→ **STUDY TEXT**
All exams in Scotland have been cancelled because of the disproportionate impact of coronavirus on pupils, the country's Education Secretary John Swinney has announced.
Mr Swinney told the Scottish Parliament on Tuesday that Higher and Advanced Higher exams are being cancelled for the second year in a row after an earlier decision to scrap tests at National 5.
He explained “the level of disruption to learners has not been equal”, with pupils from poorer backgrounds more likely to miss school to self-isolate.
Mr Swinney said: “I will not stake the future of our Higher pupils – whether they get a place at college, university, training or work – on a lottery of whether their school was hit by Covid.
“Exams cannot account for differential loss of learning and could lead to unfair results for our poorest pupils.
“This could lead to pupils’ futures being blighted through no fault of their own. That is simply not fair.”
The question is less whether we can hold the exams safely in the spring and more whether we can do so fairly
He added: “While we hope that public health will improve in the coming months, we cannot guarantee that there will be no further disruption to pupils’ learning.
“In light of this, the question is less whether we can hold the exams safely in the spring and more whether we can do so fairly.
“However, there is no getting around the fact that a significant percentage of our poorest pupils have lost significantly more teaching time than other pupils.
“Changing the exams for all does not – and cannot – address that. Instead, we need a model that is more flexible to the specific circumstances of the individual pupil.”

→ **DATASET EXCERPT**
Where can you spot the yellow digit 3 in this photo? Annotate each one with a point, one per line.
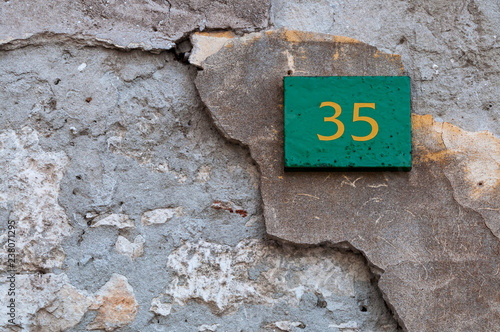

→ **EXERCISE GOAL**
Reproduce the part of the report on Scotland's cancelled exams that begins at the words "Mr Swinney told" and stops after "hit by Covid.".

→ **ANSWER TO THIS PROBLEM**
Mr Swinney told the Scottish Parliament on Tuesday that Higher and Advanced Higher exams are being cancelled for the second year in a row after an earlier decision to scrap tests at National 5.
He explained “the level of disruption to learners has not been equal”, with pupils from poorer backgrounds more likely to miss school to self-isolate.
Mr Swinney said: “I will not stake the future of our Higher pupils – whether they get a place at college, university, training or work – on a lottery of whether their school was hit by Covid.